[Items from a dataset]
------------------------------------------------

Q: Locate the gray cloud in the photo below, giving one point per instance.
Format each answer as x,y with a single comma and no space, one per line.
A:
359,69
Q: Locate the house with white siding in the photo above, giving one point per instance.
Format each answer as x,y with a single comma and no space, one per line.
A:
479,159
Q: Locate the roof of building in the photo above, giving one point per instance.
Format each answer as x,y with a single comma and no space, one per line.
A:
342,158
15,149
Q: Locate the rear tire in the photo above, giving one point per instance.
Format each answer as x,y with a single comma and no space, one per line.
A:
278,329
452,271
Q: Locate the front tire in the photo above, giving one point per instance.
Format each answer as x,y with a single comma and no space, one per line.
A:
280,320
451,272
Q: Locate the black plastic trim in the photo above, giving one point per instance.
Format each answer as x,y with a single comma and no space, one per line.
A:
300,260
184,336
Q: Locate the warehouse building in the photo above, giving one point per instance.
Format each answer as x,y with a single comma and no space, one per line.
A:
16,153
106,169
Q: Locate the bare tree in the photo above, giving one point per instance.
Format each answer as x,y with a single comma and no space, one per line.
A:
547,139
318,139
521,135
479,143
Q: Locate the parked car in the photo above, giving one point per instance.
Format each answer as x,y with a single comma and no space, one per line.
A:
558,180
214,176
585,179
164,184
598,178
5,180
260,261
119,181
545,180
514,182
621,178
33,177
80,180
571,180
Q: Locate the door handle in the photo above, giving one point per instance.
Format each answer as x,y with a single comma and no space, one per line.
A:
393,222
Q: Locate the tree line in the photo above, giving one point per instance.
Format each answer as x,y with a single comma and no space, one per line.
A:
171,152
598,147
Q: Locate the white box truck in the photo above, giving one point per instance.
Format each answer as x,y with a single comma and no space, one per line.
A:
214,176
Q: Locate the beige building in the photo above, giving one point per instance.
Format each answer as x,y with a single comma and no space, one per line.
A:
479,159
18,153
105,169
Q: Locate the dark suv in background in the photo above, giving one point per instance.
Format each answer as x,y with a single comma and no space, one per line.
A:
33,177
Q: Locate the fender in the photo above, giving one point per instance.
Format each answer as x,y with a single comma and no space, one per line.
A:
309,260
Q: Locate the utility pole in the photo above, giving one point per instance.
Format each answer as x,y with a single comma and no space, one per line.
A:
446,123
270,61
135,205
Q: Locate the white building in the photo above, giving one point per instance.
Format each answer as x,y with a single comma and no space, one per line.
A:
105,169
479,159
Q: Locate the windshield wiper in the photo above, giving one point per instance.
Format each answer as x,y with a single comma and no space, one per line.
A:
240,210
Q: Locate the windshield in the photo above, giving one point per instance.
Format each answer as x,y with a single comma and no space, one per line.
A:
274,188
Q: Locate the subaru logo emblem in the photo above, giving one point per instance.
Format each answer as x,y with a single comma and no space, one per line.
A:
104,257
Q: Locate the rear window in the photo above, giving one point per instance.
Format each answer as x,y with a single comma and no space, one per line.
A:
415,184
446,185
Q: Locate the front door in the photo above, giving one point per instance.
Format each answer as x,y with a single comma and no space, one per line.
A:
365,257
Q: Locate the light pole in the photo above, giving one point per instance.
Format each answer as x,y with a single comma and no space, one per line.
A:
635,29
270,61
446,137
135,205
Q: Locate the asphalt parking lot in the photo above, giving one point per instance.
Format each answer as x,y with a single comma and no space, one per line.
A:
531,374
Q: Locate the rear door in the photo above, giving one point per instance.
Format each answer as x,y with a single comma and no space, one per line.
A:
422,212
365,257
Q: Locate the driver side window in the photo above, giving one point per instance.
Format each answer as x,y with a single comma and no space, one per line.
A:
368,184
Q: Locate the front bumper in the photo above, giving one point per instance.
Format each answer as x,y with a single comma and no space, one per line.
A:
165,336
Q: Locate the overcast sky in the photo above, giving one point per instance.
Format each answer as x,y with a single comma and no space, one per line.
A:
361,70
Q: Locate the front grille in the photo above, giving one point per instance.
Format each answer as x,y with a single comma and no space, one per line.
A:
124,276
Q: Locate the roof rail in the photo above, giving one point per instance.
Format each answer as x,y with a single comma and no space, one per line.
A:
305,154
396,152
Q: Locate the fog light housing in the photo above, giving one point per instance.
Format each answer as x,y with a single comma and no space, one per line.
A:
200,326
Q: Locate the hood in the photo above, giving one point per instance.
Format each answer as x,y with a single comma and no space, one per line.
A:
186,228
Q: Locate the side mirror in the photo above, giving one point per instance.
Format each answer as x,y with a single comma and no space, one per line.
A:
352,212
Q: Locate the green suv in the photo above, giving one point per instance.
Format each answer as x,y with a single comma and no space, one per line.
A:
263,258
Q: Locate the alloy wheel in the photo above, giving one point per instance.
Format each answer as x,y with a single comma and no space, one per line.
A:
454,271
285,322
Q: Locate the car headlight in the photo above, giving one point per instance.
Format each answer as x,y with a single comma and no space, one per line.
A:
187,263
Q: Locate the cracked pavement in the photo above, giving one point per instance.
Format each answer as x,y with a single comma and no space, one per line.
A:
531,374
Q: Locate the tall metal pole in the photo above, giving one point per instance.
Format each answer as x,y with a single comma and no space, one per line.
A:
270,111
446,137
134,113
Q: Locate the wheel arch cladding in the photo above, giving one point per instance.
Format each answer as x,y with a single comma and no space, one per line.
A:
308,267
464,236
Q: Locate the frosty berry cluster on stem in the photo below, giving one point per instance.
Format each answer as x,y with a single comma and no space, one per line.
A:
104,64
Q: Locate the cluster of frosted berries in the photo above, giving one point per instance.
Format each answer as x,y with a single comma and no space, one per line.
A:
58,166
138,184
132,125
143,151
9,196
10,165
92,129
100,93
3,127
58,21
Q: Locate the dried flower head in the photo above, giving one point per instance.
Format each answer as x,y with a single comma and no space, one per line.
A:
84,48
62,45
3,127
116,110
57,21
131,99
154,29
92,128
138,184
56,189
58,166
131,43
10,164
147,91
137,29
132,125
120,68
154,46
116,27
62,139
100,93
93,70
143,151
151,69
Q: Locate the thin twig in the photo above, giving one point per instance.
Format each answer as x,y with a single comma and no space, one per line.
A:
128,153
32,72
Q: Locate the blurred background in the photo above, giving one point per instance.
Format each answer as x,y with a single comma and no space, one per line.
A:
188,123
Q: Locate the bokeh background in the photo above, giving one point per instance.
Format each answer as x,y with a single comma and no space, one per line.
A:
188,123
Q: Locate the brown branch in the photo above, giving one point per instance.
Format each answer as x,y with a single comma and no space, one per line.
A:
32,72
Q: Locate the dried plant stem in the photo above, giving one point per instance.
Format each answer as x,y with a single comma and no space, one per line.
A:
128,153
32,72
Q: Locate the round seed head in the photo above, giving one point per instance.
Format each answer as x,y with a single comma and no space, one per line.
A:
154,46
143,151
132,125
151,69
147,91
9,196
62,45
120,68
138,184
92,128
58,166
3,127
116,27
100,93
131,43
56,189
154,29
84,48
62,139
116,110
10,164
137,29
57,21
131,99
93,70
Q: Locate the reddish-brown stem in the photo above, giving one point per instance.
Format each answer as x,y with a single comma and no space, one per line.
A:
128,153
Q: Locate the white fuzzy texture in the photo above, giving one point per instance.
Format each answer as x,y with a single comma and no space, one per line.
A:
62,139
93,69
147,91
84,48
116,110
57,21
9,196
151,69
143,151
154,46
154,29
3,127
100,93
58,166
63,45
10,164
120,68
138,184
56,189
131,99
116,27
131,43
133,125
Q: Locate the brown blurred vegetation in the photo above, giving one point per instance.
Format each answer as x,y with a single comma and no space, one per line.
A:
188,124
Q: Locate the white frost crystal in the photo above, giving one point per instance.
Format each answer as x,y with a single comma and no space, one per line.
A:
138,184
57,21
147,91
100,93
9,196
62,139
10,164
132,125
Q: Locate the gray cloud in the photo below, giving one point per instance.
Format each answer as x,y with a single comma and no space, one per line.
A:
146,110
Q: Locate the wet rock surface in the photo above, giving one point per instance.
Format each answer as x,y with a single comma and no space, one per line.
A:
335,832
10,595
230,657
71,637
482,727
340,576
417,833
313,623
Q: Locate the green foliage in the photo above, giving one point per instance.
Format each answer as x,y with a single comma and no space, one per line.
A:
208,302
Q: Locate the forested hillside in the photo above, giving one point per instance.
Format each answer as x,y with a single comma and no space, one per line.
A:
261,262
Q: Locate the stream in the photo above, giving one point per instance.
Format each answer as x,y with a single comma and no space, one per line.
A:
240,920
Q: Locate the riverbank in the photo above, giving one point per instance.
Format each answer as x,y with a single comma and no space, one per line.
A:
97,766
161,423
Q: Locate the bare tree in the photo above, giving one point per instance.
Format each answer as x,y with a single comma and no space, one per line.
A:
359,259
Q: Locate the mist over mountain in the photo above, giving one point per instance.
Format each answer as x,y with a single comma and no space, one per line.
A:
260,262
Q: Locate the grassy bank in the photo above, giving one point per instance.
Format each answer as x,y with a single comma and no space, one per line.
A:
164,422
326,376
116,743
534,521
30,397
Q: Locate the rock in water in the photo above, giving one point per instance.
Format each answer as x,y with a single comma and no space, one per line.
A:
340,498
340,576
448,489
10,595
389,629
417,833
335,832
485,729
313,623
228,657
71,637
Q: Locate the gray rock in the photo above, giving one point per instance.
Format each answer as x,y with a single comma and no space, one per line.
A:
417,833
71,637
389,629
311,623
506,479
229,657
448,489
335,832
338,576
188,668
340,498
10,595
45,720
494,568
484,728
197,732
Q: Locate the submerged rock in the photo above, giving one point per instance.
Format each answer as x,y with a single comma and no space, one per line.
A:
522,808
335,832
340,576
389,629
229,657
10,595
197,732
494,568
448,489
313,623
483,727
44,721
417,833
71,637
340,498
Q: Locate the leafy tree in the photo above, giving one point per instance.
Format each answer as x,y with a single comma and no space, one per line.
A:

------------------------------------------------

# REQUIREMENT
Starting with the line above that holds "Q: Locate the gray rock" and stopping with the line that holds "Q: Locate the leafy", reproduce each line exactly, omitting all other lines.

# WRITTEN SOLUTION
Q: Locate the gray rock in the photo above, giving one point per instance.
Format each answer as x,y with a single comma and no space, one per line.
A:
417,833
71,637
389,629
311,623
506,479
229,657
448,489
335,832
338,576
188,668
340,498
10,595
45,720
494,568
484,728
197,732
Q: Locate the submerged rock in the photo above, giving one point per instance.
Format each answer as x,y with a single comma and no space, one per line.
A:
522,808
335,832
340,576
389,629
229,657
10,595
197,732
494,568
448,489
313,623
483,727
44,721
417,833
71,637
340,498
Q: Locate the leafy tree in the photo above, giving one point per instance.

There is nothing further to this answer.